◆ **REQUIREMENT**
For the listing below, output exactly the lines from the line with "TARGET: ornate iron fence" up to and including the line with "TARGET: white castle building", and no other lines.

◆ **DATA FOR THE TASK**
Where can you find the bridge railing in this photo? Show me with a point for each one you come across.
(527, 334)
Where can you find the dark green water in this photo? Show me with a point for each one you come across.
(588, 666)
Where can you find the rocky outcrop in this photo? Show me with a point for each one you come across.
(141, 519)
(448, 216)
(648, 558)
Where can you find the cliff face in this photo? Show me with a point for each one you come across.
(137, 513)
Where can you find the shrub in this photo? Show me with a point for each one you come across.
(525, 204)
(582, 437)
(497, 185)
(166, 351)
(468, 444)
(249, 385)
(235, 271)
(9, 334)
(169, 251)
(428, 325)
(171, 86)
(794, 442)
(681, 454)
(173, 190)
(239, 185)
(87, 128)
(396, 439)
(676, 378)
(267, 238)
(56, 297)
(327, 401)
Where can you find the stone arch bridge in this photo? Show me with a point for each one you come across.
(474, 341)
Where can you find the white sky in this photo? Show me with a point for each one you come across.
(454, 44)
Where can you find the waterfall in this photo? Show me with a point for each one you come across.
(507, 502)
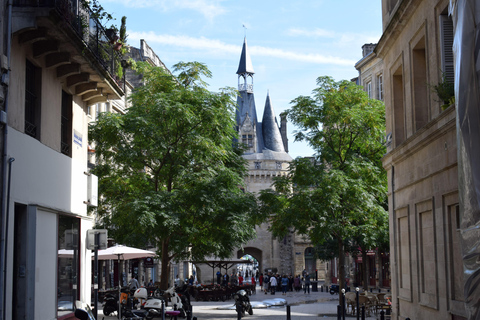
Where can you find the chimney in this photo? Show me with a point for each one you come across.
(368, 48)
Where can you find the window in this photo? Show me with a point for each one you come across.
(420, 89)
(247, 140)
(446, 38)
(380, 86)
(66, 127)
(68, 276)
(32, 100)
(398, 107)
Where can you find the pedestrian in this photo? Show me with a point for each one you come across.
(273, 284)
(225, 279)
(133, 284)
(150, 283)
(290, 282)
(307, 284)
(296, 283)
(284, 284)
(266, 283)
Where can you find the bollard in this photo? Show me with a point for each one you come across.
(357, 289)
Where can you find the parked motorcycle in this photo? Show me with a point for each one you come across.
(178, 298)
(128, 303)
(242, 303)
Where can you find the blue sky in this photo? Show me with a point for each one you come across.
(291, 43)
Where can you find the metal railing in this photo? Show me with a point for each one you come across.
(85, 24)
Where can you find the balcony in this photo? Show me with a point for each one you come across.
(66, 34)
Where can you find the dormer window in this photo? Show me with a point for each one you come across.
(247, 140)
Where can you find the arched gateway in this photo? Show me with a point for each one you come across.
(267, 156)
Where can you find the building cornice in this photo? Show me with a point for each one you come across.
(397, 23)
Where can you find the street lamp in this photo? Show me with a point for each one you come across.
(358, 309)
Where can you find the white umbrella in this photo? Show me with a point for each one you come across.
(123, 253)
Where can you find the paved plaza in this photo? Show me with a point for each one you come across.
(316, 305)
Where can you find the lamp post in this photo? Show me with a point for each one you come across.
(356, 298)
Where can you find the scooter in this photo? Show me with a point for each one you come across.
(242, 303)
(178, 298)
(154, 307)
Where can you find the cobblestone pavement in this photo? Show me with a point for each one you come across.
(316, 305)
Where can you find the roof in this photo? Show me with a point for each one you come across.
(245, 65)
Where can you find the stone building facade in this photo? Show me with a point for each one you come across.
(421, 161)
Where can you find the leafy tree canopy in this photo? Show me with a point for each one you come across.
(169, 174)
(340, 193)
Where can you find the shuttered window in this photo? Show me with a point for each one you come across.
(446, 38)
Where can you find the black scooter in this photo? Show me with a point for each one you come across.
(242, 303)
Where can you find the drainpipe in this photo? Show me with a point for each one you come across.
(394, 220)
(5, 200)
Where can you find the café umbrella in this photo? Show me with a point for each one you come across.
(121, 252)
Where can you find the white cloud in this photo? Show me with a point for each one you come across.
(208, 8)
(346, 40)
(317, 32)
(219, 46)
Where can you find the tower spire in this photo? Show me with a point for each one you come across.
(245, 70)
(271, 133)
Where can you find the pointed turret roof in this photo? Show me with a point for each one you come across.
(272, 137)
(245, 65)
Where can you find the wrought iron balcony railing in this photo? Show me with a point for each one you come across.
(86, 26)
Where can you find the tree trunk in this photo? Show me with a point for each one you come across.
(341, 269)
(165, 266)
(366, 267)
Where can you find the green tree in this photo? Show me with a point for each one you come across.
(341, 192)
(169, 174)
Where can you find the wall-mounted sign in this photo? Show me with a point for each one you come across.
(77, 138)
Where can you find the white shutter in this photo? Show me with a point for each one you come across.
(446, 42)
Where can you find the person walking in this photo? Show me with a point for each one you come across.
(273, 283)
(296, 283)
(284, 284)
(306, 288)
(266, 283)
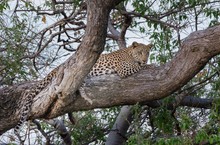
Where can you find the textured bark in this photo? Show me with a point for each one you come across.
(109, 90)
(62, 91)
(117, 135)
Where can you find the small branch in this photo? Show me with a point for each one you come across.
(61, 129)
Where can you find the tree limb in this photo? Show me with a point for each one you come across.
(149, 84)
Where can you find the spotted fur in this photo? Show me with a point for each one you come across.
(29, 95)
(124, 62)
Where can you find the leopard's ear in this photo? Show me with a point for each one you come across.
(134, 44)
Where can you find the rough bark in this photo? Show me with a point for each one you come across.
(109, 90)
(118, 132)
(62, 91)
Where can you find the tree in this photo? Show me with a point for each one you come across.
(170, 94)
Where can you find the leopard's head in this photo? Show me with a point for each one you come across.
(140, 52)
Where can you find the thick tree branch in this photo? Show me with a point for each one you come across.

==

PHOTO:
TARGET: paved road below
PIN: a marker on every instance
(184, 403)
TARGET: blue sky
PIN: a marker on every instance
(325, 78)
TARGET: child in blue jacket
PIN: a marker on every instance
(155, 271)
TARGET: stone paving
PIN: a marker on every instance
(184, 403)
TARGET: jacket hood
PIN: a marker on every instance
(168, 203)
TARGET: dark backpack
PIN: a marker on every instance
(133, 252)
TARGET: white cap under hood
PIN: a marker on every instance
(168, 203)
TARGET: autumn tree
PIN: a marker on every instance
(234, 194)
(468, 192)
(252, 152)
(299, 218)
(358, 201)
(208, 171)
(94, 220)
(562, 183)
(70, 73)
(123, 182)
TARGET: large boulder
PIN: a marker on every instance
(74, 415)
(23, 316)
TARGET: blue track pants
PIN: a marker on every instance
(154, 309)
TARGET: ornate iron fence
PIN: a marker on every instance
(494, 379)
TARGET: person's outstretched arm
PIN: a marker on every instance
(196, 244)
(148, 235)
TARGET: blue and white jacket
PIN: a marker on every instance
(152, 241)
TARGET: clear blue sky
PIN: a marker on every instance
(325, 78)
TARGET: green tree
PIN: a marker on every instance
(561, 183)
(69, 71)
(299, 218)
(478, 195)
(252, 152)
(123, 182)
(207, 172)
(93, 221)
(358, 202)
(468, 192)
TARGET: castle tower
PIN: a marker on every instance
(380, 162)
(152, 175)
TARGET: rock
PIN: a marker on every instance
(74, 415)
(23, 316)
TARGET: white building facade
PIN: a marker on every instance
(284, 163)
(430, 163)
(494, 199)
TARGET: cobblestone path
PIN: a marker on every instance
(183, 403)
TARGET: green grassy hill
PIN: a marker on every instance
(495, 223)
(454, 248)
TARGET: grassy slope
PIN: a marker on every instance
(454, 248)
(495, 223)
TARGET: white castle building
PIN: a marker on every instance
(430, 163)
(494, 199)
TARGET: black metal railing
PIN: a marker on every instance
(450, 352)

◆ **OUTPUT OF THE TASK**
TARGET: ornate iron fence
PIN: a marker on every instance
(494, 379)
TARGET: person's outstretched arm
PIN: a marker on every instance
(196, 244)
(148, 235)
TARGET: blue and white jacket
PIN: a marker on every instance
(152, 241)
TARGET: clear blue sky
PIN: a marker on every instance
(325, 78)
TARGET: green tree
PIN: a marker on every instance
(561, 183)
(69, 71)
(299, 218)
(478, 195)
(252, 152)
(123, 182)
(207, 172)
(93, 221)
(358, 202)
(468, 192)
TARGET: castle tower
PIN: a marker on every instance
(380, 162)
(152, 175)
TARGET: rock
PIN: a marker on every instance
(74, 415)
(23, 316)
TARGET: white building facade
PIN: a marker on every instance
(284, 163)
(430, 163)
(494, 199)
TARGET: cobblestone path
PIN: a marker on every instance
(183, 403)
TARGET: green grassy hill
PIN: a marker on every instance
(495, 223)
(454, 248)
TARGET: grassy slope
PIN: a marker on every instance
(454, 248)
(495, 223)
TARGET: white castle building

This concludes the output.